The problem: Pull out all lines from the listing below in which the word "orange" appears.

Records for the task:
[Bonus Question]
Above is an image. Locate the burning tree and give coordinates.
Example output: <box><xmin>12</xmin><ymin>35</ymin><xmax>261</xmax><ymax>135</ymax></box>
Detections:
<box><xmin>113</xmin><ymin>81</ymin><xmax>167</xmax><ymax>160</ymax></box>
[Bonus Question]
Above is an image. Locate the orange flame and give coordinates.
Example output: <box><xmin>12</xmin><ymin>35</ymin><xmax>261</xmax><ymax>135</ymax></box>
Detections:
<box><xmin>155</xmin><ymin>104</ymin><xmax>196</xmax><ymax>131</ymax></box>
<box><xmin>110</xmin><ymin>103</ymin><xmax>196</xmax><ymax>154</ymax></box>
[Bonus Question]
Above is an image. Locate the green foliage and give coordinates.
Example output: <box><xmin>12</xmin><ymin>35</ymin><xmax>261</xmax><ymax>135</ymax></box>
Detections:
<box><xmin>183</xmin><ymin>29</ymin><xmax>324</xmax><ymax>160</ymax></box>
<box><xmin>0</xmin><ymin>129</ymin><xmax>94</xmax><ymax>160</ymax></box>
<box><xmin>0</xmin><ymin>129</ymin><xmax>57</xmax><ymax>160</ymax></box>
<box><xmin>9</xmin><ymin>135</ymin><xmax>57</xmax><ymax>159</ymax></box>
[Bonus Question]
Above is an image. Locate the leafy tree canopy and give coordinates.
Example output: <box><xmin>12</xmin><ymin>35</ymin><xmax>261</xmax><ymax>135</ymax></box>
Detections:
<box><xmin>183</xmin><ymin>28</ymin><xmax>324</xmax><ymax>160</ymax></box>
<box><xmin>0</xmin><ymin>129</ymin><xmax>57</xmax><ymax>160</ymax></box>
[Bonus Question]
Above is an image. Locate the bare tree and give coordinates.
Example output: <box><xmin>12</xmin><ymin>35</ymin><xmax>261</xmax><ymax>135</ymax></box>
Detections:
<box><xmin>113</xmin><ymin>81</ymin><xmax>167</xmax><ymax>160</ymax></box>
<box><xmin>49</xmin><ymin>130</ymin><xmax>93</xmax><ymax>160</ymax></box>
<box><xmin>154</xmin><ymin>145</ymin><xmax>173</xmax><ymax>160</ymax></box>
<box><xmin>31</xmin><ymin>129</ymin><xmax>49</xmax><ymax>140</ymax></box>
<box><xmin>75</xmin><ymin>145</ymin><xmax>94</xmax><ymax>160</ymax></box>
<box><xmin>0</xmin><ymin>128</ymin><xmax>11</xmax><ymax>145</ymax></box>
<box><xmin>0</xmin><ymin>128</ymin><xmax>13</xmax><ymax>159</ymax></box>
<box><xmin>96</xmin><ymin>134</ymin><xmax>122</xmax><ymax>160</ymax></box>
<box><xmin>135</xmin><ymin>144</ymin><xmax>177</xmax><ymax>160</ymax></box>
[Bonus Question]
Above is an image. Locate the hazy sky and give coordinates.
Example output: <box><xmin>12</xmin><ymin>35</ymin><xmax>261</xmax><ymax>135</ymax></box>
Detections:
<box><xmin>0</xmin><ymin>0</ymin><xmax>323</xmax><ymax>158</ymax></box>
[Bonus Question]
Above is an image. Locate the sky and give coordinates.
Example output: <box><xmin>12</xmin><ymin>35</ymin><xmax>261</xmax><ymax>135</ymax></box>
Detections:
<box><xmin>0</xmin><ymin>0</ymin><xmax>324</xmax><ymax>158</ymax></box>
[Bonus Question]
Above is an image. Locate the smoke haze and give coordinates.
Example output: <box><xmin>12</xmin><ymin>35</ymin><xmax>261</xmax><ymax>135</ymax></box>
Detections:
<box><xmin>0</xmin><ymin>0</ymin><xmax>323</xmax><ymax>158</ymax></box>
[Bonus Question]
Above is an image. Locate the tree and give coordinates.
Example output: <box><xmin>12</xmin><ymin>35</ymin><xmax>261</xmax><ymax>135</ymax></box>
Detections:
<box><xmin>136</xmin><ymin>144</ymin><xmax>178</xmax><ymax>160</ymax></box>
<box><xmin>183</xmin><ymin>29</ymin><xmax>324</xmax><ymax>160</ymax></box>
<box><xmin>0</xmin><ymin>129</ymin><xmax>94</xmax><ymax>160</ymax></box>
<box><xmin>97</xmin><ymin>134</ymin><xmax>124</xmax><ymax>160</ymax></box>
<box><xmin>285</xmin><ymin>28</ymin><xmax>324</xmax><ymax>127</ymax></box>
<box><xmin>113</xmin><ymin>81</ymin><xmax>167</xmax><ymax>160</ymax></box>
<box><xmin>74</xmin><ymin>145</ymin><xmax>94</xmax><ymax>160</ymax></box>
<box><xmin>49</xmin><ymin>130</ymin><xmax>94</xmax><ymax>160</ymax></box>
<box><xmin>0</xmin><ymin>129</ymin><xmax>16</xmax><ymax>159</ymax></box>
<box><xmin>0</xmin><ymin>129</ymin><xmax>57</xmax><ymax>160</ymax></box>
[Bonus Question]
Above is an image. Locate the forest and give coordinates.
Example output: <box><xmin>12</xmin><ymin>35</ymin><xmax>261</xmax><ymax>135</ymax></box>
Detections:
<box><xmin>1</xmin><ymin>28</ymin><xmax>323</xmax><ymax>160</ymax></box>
* * *
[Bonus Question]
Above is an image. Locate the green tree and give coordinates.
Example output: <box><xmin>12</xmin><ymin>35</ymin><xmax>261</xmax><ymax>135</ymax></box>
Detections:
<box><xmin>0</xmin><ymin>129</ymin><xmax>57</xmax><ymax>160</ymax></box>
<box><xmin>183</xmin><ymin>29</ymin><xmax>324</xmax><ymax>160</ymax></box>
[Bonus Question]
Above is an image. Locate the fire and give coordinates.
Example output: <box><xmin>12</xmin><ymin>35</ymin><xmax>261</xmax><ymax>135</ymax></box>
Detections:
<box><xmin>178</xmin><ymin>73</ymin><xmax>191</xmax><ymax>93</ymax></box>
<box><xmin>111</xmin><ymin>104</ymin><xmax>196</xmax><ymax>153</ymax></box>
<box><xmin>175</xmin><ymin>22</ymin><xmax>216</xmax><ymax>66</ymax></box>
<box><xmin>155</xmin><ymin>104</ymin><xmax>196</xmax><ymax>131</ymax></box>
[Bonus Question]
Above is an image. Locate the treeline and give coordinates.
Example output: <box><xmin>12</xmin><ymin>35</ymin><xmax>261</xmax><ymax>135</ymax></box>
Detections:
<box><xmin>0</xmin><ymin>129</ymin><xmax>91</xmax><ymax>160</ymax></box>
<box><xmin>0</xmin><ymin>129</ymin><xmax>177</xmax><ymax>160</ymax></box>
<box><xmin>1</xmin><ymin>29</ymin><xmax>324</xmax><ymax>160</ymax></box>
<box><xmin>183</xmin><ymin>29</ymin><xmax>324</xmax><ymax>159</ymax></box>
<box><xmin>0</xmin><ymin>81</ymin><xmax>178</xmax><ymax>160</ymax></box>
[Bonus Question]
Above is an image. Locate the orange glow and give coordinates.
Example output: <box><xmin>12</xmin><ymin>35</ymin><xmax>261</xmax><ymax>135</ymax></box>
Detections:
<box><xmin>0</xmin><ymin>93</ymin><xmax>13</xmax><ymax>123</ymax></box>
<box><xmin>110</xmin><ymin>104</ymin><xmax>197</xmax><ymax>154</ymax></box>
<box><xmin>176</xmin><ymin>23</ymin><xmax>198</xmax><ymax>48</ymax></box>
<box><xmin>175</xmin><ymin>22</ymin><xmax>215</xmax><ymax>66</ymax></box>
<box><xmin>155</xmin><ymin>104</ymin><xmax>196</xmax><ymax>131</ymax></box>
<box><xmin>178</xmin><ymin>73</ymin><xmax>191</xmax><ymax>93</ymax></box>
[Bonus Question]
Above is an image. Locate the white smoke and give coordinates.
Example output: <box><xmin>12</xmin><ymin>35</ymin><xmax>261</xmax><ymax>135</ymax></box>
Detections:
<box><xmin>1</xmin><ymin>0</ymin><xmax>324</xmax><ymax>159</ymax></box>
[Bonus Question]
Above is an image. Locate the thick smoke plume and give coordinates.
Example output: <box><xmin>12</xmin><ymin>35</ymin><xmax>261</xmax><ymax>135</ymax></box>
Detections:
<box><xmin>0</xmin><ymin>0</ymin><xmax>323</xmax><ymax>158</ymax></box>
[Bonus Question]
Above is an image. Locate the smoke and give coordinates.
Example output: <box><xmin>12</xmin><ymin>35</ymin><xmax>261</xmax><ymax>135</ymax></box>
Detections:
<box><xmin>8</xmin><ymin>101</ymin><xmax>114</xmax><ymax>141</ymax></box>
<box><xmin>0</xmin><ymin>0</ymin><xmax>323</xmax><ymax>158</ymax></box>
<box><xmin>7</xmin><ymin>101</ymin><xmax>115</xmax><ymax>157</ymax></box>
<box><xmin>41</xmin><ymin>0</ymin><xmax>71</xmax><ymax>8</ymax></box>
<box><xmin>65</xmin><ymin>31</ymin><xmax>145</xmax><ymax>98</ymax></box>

Exercise response:
Above is an image. Locate the orange flame and give coordinates.
Above is an image. Locate the orange glow and give coordinates.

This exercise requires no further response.